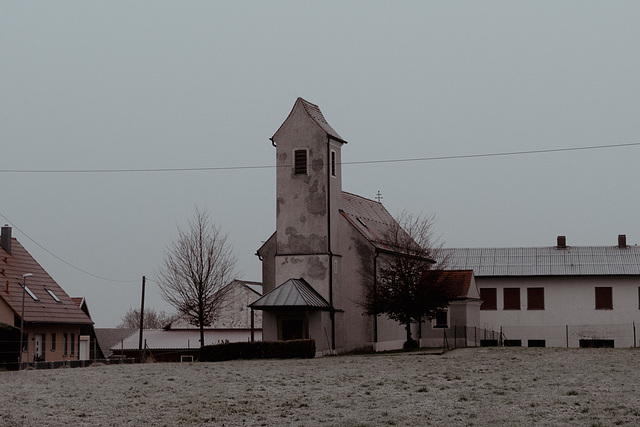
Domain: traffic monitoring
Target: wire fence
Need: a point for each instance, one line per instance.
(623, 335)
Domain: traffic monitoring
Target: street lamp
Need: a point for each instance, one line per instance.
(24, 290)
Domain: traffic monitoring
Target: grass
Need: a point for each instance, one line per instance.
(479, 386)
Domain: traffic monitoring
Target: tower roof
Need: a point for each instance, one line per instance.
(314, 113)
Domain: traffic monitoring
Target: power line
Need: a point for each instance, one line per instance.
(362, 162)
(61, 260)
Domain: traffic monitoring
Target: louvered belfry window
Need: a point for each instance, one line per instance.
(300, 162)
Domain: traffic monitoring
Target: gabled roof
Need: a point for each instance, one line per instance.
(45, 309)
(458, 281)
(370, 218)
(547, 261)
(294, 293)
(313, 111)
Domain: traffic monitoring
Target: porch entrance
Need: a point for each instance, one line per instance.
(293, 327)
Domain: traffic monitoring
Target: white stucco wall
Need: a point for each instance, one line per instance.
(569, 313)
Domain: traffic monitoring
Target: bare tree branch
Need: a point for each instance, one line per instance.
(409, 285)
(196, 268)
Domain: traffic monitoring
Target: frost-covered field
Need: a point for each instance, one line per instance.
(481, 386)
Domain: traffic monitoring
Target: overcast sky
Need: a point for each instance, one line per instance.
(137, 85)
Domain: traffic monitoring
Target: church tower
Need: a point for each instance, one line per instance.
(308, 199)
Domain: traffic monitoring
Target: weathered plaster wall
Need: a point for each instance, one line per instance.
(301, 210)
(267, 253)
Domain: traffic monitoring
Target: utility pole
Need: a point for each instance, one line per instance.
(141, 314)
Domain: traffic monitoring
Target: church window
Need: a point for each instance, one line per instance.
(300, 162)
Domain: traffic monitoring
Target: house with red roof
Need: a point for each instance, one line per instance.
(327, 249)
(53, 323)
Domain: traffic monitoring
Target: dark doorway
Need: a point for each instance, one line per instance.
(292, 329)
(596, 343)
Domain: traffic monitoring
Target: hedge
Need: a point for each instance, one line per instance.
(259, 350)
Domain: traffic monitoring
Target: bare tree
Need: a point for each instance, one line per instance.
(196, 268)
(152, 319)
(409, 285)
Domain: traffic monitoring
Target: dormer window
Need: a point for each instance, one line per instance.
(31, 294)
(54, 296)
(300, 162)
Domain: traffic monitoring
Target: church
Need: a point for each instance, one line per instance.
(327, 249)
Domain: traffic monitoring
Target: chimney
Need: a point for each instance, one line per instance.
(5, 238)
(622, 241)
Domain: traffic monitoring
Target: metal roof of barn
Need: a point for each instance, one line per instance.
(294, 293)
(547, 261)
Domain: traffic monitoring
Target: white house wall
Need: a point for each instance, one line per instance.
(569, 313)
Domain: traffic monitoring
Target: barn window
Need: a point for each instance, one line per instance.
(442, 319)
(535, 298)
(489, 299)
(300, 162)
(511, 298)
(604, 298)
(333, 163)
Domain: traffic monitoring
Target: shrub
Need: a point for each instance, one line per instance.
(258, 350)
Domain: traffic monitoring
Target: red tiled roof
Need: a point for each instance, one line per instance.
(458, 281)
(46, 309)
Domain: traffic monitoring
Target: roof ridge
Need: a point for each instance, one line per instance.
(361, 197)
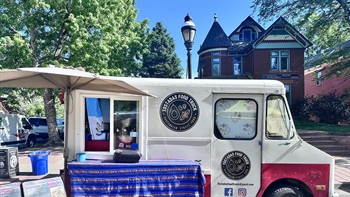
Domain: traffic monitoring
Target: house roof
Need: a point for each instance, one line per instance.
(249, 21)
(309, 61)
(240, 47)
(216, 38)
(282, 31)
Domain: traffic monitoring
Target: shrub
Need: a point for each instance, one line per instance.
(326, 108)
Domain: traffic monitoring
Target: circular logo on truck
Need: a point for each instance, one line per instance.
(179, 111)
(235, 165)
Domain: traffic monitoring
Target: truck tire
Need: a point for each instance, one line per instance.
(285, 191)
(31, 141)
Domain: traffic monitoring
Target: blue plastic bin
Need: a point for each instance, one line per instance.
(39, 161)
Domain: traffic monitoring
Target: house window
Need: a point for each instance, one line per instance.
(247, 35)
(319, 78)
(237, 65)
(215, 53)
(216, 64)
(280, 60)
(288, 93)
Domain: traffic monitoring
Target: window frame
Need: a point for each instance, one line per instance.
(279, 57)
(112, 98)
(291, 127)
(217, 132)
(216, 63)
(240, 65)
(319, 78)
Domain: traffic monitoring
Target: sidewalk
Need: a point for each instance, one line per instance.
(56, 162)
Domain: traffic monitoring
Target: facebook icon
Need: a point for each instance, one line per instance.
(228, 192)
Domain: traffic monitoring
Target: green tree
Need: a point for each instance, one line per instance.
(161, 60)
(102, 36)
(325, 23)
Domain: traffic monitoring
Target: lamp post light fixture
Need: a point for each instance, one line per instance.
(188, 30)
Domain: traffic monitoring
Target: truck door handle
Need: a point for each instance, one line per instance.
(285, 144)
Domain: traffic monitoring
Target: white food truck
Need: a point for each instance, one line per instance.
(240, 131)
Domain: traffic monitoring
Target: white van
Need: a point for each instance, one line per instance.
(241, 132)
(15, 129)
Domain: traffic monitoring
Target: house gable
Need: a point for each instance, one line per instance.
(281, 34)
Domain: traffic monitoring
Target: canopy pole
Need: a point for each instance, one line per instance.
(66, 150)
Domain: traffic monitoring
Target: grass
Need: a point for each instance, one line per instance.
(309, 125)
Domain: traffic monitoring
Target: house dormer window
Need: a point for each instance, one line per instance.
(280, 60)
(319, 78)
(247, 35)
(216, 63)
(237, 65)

-------

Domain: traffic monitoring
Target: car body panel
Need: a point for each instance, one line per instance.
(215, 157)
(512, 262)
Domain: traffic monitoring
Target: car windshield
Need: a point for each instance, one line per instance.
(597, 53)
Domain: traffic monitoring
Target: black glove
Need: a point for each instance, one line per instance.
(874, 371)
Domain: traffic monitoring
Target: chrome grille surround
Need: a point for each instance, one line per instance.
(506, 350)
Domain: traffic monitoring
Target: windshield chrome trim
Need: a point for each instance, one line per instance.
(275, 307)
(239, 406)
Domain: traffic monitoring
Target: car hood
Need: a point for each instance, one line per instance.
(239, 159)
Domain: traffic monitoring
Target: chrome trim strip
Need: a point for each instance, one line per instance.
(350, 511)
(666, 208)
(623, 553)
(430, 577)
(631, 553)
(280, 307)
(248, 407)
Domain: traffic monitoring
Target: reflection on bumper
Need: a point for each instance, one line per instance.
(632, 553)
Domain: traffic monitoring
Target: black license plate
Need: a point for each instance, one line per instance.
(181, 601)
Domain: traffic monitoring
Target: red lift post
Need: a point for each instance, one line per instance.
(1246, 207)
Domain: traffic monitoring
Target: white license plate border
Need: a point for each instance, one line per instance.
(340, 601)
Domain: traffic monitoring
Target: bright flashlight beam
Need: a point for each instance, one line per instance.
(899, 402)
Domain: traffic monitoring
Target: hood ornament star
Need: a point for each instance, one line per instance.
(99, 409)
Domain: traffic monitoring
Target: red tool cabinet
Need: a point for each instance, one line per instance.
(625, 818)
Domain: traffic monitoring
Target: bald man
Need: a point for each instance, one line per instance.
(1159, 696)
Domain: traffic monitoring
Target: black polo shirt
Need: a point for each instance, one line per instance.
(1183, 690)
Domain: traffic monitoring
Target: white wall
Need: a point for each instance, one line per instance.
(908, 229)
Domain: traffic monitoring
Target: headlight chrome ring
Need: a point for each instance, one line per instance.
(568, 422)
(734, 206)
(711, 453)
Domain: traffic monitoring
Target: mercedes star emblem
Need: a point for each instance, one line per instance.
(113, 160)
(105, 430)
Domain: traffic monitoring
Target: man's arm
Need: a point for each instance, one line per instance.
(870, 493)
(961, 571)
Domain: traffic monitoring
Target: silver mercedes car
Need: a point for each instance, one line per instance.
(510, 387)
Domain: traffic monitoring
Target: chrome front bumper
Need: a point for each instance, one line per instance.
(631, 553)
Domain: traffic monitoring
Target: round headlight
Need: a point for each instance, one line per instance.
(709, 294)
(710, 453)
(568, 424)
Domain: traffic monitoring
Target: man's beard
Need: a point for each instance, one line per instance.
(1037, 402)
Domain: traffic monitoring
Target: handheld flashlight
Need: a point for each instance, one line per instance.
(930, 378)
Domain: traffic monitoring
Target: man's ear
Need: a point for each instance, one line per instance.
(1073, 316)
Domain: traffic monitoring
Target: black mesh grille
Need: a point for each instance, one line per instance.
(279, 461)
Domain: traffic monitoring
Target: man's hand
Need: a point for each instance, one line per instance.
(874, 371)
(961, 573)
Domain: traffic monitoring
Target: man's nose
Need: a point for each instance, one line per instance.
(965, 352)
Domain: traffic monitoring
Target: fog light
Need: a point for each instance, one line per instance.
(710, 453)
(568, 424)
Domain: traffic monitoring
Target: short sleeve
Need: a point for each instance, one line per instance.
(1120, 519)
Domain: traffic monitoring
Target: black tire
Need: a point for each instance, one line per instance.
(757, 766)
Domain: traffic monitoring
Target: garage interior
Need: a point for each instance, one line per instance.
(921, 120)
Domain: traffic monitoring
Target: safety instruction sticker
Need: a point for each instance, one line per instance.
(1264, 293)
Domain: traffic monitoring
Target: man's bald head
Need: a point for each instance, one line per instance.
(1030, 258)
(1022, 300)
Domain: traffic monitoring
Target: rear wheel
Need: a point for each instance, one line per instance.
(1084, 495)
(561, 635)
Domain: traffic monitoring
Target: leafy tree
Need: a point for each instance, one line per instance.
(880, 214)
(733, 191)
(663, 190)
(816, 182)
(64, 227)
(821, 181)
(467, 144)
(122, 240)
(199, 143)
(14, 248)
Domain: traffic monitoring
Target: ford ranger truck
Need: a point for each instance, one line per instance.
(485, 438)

-------

> **Exercise aim**:
Find the word "barn" in the entries above. Copy every line that has it.

> **Expected answer**:
Target: metal roof of barn
Target: barn window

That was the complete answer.